** Opening The data block **

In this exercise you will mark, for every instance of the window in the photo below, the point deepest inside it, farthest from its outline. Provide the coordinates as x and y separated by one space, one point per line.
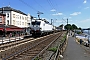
0 19
13 15
8 15
13 22
20 17
22 23
7 22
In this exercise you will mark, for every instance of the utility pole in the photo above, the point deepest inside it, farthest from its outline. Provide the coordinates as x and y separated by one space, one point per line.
67 25
39 13
51 21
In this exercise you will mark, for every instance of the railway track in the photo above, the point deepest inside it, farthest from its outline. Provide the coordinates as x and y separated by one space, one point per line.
30 50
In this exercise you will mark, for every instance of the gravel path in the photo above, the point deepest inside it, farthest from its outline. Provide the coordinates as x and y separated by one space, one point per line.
75 52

** Closing The data block **

**Instructions to follow**
The data above needs to be retyped exactly, with the images left out.

**Answer to this problem**
In this exercise you will mark, for every instance of the window in the photo below, the point deepest inside it, farthest from its outline. Provide the coordinates as x and y separated by one space, one point per line.
0 19
13 15
8 15
13 22
20 17
22 23
7 22
In this exercise you will mark, for every instance of the utility pole in the photo above, the point deepest inside it, farthest from its outline. Provide the coordinates as x and y separated by one space, one point per line.
67 25
39 13
51 21
In this exercise you will mark, for every instance of the railway track in the photo above, the point deepest inside it, farthest from its outline. Provide the coordinates as x and y separated by one space, one point per line.
30 50
In this exercise you will mark, for every instance of the gravel path in the photo above, the point deepest inside it, farthest from its outline. Provide the coordinates as x and y separated by one space, one point per line.
75 52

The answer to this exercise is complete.